Brief a:
Decide whether each statement below agrees with the passage on image and likeness. For each, answer yes or no and quote the exact words of the passage that decide it.
(i) Some Fathers drew a distinction between image and likeness.
(ii) The passage says the image can be destroyed.
(iii) The existential actualization of the image was called "likeness."

begin Document extract

However, we must say, because it’s the truth and it’s the fact, that some Fathers liked to make a distinction between image and likeness. They would say that image, imago, is what our structure is as human beings, that could never be totally corrupted or destroyed. And on the basis of the image, which was sort of like the essence, then we had the existence, the existential actualization of that image which was called “likeness.”

So they would say the image is given and then on that image we either grow in divine likeness, from one degree of glory to another, becoming more and more like Christ, or we corrupt it and destroy it and then we don’t have growth, we have deaths, kind of negative, where [we] become more and more sinful, more and more corrupted, but that goes on forever and ever and ever because, being made in the image of God, that image is there and will be there forever unto ages of ages and cannot be destroyed. So what can be destroyed is the likeness, but the image can become more and more obscure, can be more and more to become unlike rather than like.

end Document extract

Brief b:
Reproduce the labeling row that follows word for word, leaving out the picture.

begin Supplied data

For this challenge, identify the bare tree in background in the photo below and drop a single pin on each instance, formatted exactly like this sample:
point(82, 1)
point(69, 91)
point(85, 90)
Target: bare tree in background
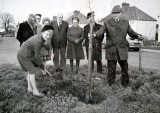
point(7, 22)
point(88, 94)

end Supplied data

Worked answer a:
(i) Yes: "some Fathers liked to make a distinction between image and likeness"
(ii) No: "that image is there and will be there forever unto ages of ages and cannot be destroyed"
(iii) Yes: "the existential actualization of that image which was called “likeness.”"

Worked answer b:
For this challenge, identify the bare tree in background in the photo below and drop a single pin on each instance, formatted exactly like this sample:
point(82, 1)
point(69, 91)
point(85, 90)
Target: bare tree in background
point(7, 22)
point(88, 94)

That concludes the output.